━━ Data section ━━

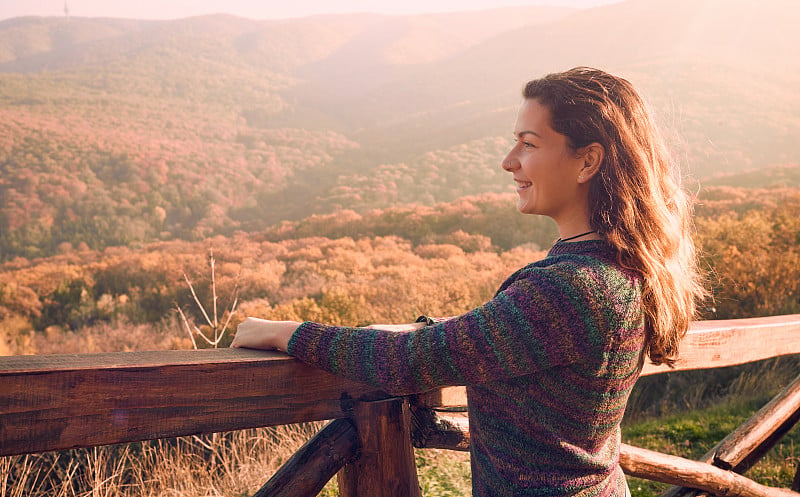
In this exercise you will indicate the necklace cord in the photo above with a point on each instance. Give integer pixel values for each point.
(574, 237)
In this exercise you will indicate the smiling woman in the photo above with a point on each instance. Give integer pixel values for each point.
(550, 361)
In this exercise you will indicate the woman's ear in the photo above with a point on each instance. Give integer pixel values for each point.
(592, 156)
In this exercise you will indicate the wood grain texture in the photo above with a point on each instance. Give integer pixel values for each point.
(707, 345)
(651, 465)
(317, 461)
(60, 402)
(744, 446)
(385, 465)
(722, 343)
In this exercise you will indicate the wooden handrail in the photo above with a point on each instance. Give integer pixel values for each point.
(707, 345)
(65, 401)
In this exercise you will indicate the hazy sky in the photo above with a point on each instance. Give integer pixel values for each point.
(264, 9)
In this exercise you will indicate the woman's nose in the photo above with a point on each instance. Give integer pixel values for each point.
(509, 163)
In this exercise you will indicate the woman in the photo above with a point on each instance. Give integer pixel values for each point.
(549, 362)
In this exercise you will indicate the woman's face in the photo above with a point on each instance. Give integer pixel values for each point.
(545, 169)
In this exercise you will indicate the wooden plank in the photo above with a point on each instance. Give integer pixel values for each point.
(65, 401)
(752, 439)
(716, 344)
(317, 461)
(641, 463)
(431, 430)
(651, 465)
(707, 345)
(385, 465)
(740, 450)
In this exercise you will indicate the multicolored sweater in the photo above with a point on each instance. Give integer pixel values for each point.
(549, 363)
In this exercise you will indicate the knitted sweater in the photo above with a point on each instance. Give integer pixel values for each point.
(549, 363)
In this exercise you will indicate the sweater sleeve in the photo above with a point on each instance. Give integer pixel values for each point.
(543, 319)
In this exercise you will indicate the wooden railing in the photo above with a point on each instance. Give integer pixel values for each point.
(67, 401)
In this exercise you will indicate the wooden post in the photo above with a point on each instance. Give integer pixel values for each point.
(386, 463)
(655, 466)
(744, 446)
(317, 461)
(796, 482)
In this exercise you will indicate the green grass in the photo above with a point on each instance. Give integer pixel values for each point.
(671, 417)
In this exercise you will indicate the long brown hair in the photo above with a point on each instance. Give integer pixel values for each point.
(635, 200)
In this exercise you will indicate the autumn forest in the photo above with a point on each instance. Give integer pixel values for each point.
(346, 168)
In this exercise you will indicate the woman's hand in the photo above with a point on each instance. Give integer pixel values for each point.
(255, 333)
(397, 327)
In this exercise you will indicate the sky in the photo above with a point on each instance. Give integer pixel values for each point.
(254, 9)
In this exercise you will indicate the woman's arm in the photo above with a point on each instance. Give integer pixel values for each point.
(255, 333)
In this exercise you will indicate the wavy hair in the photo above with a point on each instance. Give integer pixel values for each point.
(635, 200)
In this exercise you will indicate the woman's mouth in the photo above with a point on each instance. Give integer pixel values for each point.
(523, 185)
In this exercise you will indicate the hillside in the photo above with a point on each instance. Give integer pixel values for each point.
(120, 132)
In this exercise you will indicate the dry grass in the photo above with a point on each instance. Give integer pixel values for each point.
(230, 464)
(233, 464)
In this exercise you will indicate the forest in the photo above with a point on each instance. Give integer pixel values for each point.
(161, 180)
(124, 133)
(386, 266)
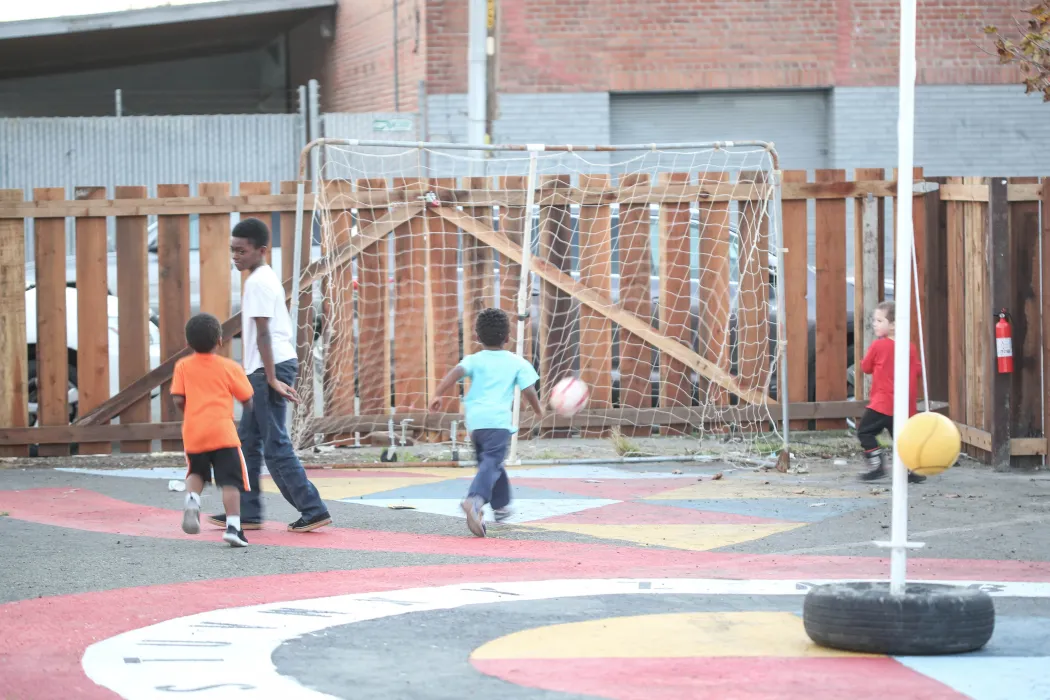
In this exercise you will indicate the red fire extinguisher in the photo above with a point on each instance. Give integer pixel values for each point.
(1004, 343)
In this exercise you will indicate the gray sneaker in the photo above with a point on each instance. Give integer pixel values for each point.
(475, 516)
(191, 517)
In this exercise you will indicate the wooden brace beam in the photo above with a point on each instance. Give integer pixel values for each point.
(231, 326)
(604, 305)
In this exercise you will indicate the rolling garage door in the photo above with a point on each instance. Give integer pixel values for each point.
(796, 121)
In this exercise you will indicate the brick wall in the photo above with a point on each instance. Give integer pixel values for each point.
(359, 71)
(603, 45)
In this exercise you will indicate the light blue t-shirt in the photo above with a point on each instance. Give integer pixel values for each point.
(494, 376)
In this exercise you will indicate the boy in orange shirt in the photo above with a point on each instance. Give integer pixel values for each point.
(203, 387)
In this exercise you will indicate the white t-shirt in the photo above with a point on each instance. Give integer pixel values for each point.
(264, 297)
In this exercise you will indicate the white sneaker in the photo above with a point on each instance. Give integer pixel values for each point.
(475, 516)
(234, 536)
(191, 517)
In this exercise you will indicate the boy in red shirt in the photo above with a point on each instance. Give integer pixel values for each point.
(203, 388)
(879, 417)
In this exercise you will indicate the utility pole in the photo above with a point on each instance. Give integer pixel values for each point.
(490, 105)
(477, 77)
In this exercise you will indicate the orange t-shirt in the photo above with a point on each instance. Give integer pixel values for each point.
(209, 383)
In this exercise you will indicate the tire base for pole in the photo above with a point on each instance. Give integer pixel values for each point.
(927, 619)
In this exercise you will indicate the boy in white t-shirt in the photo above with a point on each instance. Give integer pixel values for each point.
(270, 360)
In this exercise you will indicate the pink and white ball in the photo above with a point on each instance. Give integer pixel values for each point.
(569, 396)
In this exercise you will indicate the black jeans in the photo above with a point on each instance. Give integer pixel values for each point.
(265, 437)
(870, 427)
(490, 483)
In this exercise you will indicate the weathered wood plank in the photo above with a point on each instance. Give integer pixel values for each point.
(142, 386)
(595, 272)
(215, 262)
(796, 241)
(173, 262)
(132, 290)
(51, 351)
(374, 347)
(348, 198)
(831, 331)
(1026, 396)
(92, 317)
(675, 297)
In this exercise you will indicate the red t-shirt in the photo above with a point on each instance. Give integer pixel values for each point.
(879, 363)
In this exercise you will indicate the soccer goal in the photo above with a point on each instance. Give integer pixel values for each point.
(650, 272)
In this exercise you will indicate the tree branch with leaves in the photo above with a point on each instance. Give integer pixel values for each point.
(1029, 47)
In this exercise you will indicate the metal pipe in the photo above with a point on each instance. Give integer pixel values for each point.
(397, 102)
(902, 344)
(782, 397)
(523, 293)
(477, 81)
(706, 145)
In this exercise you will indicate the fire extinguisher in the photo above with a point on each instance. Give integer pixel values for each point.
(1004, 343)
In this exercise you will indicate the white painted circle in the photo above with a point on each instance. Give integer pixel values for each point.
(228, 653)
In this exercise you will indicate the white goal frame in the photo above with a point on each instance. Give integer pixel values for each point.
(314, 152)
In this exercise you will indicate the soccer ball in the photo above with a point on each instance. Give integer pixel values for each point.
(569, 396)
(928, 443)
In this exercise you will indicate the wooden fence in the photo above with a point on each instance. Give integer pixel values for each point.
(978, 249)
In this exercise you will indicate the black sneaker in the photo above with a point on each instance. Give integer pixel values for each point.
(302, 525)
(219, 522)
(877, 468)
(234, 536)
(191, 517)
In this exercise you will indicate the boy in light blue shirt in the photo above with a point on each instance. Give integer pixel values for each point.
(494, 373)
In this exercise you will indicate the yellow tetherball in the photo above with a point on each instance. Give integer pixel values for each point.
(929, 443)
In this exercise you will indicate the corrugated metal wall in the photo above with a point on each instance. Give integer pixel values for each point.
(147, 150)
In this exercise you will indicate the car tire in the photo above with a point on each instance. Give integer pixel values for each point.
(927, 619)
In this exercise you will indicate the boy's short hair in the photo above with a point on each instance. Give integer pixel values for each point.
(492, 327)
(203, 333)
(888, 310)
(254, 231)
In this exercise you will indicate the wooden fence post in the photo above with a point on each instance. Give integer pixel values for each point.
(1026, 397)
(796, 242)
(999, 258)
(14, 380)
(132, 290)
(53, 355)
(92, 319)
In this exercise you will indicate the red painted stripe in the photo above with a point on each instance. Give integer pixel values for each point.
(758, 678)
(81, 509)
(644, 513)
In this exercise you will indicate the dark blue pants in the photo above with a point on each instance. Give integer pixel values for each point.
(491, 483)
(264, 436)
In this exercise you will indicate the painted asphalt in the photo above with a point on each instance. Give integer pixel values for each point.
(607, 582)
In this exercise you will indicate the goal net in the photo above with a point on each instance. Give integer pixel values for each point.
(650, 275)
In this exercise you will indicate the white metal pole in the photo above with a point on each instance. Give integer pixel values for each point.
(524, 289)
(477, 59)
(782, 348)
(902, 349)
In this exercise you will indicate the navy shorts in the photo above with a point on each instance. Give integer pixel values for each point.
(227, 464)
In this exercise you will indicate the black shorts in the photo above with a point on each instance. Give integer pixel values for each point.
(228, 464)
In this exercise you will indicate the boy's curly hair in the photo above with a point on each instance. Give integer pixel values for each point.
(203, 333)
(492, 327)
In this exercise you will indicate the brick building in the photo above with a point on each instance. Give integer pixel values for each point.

━━━
━━ Data section ━━

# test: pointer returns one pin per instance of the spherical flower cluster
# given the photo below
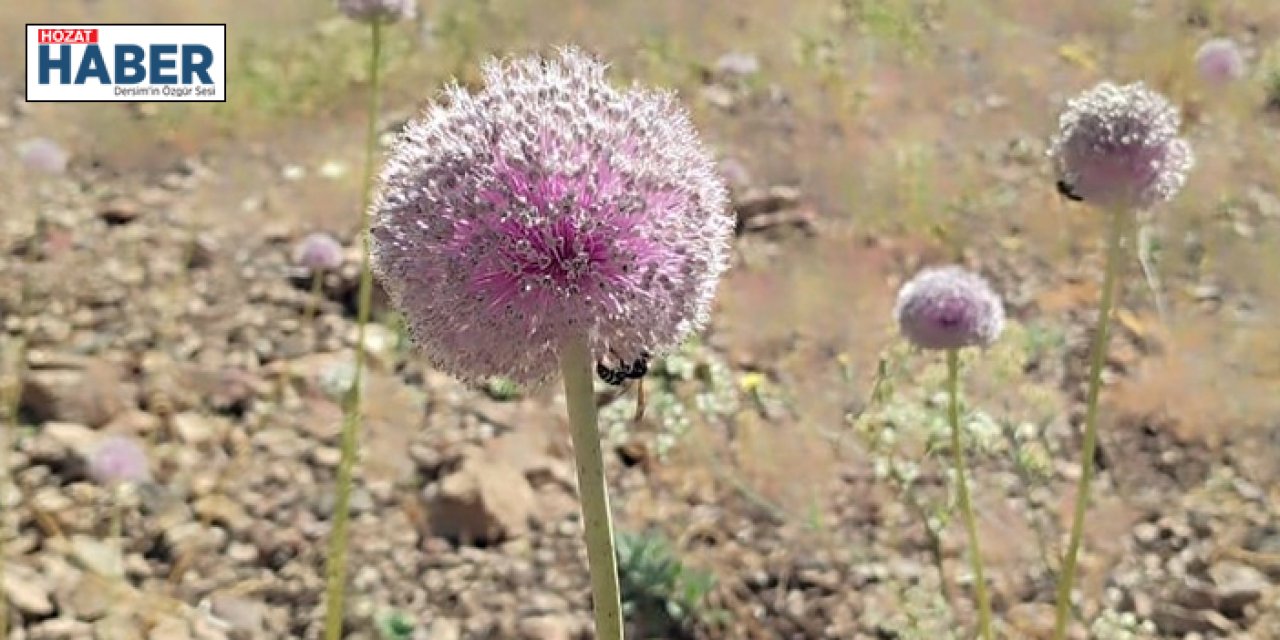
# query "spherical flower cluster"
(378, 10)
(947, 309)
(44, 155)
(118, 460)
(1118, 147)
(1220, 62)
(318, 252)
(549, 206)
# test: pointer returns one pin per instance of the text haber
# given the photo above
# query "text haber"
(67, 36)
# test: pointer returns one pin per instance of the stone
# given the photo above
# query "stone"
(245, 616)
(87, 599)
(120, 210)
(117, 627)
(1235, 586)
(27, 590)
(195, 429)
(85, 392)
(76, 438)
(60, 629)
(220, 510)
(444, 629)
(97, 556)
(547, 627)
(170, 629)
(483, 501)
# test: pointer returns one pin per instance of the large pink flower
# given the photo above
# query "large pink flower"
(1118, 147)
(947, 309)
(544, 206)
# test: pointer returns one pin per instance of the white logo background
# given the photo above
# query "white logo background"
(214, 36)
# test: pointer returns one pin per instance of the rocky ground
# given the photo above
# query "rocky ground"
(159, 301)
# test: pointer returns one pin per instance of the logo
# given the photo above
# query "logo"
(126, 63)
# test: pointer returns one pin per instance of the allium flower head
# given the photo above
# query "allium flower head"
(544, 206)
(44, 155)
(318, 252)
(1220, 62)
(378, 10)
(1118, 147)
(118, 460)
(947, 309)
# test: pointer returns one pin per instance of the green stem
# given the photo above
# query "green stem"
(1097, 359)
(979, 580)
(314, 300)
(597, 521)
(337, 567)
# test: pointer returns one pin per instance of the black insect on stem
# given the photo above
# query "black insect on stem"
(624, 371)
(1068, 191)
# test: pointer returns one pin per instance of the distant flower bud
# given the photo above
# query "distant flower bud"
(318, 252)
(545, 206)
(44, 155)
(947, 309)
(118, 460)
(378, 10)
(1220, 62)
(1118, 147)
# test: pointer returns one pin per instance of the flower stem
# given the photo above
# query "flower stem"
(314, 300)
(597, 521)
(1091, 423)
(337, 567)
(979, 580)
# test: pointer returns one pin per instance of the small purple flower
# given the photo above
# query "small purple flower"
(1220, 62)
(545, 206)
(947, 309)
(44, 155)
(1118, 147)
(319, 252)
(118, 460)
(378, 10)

━━━

-- Exercise description --
Starting at the line above that contains "# test: pointer returns one pin per instance of the text", write out each line exactly until the line that contains "# test: pointer returns one pin per instance of the allium" has been written, and stop there.

-- Result of this task --
# test: pointer returns one pin per instance of the text haber
# given the photo above
# query "text haber"
(67, 36)
# test: pointer returns one pin per instance of the stone
# given the photo above
# query "stone"
(245, 616)
(87, 599)
(120, 210)
(117, 627)
(1235, 586)
(27, 590)
(195, 429)
(85, 392)
(76, 438)
(60, 629)
(220, 510)
(444, 629)
(97, 556)
(547, 627)
(170, 629)
(483, 501)
# test: pointer returns one pin per instance of the large pink flower
# given the photo above
# query "large pink flower"
(1118, 147)
(947, 309)
(544, 206)
# test: pointer returns one pin per instance of the white logo background
# given the photo above
# query "white logo background"
(214, 36)
# test: pointer returns one pin per instance of the rocky ground
# given the photo above
# query "rocky ground"
(159, 301)
# test: pointer returns one pin per instance of the logo
# given the photo above
# query "logo"
(126, 63)
# test: pointer returns one pin per instance of the allium flower head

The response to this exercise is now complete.